Present every line of the records below as a numbered list, leaving out any blank lines.

---

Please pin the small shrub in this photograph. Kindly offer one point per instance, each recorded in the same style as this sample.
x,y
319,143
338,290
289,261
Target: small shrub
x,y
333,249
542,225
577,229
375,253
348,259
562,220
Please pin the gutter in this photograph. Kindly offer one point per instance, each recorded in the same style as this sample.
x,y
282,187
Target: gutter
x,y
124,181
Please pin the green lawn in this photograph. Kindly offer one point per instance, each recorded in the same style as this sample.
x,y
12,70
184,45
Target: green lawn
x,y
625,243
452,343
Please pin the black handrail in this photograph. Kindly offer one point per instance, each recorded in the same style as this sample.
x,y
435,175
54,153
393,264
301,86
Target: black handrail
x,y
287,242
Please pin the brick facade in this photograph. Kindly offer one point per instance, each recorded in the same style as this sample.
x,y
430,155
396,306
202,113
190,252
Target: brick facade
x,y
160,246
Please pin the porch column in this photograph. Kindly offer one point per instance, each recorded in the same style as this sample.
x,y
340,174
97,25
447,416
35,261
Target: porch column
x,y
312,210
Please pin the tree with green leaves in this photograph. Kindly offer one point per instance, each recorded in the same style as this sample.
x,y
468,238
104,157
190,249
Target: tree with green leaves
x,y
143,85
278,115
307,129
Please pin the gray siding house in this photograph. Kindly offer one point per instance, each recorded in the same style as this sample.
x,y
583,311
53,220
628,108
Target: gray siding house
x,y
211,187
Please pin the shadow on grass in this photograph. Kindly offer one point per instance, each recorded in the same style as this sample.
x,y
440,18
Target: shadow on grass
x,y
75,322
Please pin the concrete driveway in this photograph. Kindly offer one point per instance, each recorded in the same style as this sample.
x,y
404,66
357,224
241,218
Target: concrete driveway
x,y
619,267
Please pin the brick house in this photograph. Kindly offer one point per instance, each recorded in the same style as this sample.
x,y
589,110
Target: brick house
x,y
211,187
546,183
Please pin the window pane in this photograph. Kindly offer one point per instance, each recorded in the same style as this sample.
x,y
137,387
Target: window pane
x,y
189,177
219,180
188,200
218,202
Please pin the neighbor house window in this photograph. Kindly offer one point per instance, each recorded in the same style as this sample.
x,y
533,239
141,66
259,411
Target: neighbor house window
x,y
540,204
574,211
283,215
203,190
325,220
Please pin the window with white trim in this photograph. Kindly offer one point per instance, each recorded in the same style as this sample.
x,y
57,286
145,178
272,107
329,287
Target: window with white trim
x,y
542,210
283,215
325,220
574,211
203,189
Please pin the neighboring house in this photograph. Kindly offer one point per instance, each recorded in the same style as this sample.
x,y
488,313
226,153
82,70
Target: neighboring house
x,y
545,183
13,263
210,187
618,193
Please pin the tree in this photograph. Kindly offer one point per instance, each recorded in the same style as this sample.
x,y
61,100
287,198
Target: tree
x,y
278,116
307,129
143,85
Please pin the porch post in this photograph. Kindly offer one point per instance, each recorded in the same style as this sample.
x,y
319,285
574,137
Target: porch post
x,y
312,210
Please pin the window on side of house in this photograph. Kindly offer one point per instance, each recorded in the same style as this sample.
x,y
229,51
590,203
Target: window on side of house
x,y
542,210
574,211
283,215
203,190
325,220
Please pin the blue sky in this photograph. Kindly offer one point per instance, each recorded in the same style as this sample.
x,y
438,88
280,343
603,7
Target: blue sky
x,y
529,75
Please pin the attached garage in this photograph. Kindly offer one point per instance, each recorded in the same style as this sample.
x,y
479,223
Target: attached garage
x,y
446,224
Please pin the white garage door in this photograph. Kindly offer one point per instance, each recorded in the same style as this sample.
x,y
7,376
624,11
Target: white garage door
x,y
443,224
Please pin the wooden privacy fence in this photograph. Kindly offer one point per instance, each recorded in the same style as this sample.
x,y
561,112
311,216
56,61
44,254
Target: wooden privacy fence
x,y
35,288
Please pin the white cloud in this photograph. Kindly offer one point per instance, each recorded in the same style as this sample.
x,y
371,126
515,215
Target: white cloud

---

◆ Result below
1. Please pin the small shrub in this photograph. Kindly offer one point per instance, each recorded in the same style as this sample.
2. x,y
3. 319,143
4. 338,290
5. 289,261
6. Target: small shrub
7. x,y
8. 333,249
9. 542,225
10. 577,229
11. 375,253
12. 348,259
13. 562,220
14. Please pin the gutter in this photograph. Kindly offer one point per instance, each recorded in the same style as this sample.
15. x,y
16. 282,187
17. Target: gutter
18. x,y
19. 124,181
20. Please pin the green lawn in this photograph. Kindly offer one point per instance, each recorded in the same style as this sample.
21. x,y
22. 12,70
23. 184,45
24. Target: green lawn
25. x,y
26. 625,243
27. 452,343
28. Please pin the black handrail in this photograph. Kindly offer one point per instance, each recorded in the same style as this sample.
29. x,y
30. 435,175
31. 54,153
32. 393,264
33. 301,86
34. Target: black handrail
35. x,y
36. 287,242
37. Please pin the brick facade in this photograph. Kindly offer one point per instance, each recorded in the same style as this sample.
38. x,y
39. 430,155
40. 396,306
41. 202,113
42. 190,252
43. Target: brick facade
44. x,y
45. 160,246
46. Please pin the porch column in this photograph. Kindly offer one point per instance, each recorded in the same style as this sample.
47. x,y
48. 340,174
49. 97,25
50. 447,416
51. 35,261
52. Target: porch column
53. x,y
54. 312,210
55. Please pin the tree with green leaves in this photograph. Kindly offer one point per instance, each recorded in the same style as this sample.
56. x,y
57. 468,238
58. 104,157
59. 190,249
60. Target: tree with green leaves
61. x,y
62. 143,85
63. 278,115
64. 307,129
65. Please pin the gray siding house in this photograph. Kindly offer one point per instance, each recorded in the same style as this sample.
66. x,y
67. 583,311
68. 53,220
69. 628,108
70. Target: gray siding house
71. x,y
72. 211,187
73. Please pin the shadow on grass in this photograph. Kindly offer one point per instance, each recorded in the same style as this sample.
74. x,y
75. 440,18
76. Target: shadow on grass
77. x,y
78. 75,322
79. Please pin the concrete driveway in this photograph. Kindly offer one point per instance, each recorded in the same style as this sample.
80. x,y
81. 404,66
82. 357,224
83. 241,218
84. Target: concrete driveway
85. x,y
86. 619,267
87. Please pin the brick house in this photograph. Kindly offer one point per instance, each recorded in the same style as this sample.
88. x,y
89. 589,110
90. Target: brick house
91. x,y
92. 211,187
93. 546,183
94. Please pin the window pane in this photograph. Kindly offer one point per instance, each recorded in the same style as this sample.
95. x,y
96. 137,387
97. Target: window pane
98. x,y
99. 189,177
100. 219,180
101. 188,200
102. 218,202
103. Please pin the neighbor house window in this photograph. Kindly offer one point per instance, each recorded in the same style as this sample.
104. x,y
105. 533,239
106. 141,66
107. 259,411
108. Target: neighbor house window
109. x,y
110. 540,204
111. 574,211
112. 283,215
113. 203,190
114. 325,220
115. Please pin the window with white trim in this photograph. Kindly offer one point per instance, each recorded in the same style as this sample.
116. x,y
117. 57,286
118. 145,178
119. 272,107
120. 329,287
121. Target: window with white trim
122. x,y
123. 542,210
124. 283,215
125. 325,220
126. 574,211
127. 203,189
128. Please pin the neighboring house in this photograph. Kindly offer one point per instance, each recorded in the same style as this sample.
129. x,y
130. 488,313
131. 226,153
132. 82,70
133. Target: neighboring house
134. x,y
135. 545,183
136. 13,263
137. 210,187
138. 618,193
139. Please pin the tree in this photograph. Kindly offer one point per instance, each recorded in the same style as this sample.
140. x,y
141. 61,100
142. 287,198
143. Target: tree
144. x,y
145. 278,116
146. 307,129
147. 143,85
148. Please pin the porch post in this photograph. Kindly offer one point per instance, each recorded in the same style as this sample.
149. x,y
150. 319,285
151. 574,137
152. Target: porch post
153. x,y
154. 312,210
155. Please pin the window on side of house in this photograph. Kindly offer one point per instance, each recorded in the same style as this sample.
156. x,y
157. 229,51
158. 590,203
159. Target: window on side of house
160. x,y
161. 542,210
162. 574,211
163. 283,215
164. 203,190
165. 325,220
166. Please pin the blue sky in this photograph. Kindly offer one point per instance, each recorded in the same style as this sample.
167. x,y
168. 438,88
169. 280,343
170. 603,7
171. Target: blue sky
172. x,y
173. 529,75
174. Please pin the attached garage in this photograph. Kindly offer one point per instance, each recorded in the same style as this sample.
175. x,y
176. 479,223
177. Target: attached garage
178. x,y
179. 446,224
180. Please pin the white garage door in this photograph. Kindly offer one point per instance, each recorded in the same style as this sample.
181. x,y
182. 7,376
183. 624,11
184. Target: white garage door
185. x,y
186. 443,224
187. Please pin the wooden privacy fence in this photograph. Kindly offer one point per instance, each recorded in the same style as this sample.
188. x,y
189. 561,112
190. 311,216
191. 56,61
192. 44,254
193. Target: wooden privacy fence
194. x,y
195. 35,288
196. Please pin the white cloud in this photograph. Kindly offer one point per instance, each recorded in the same style as this sample.
197. x,y
198. 371,126
199. 515,215
200. Target: white cloud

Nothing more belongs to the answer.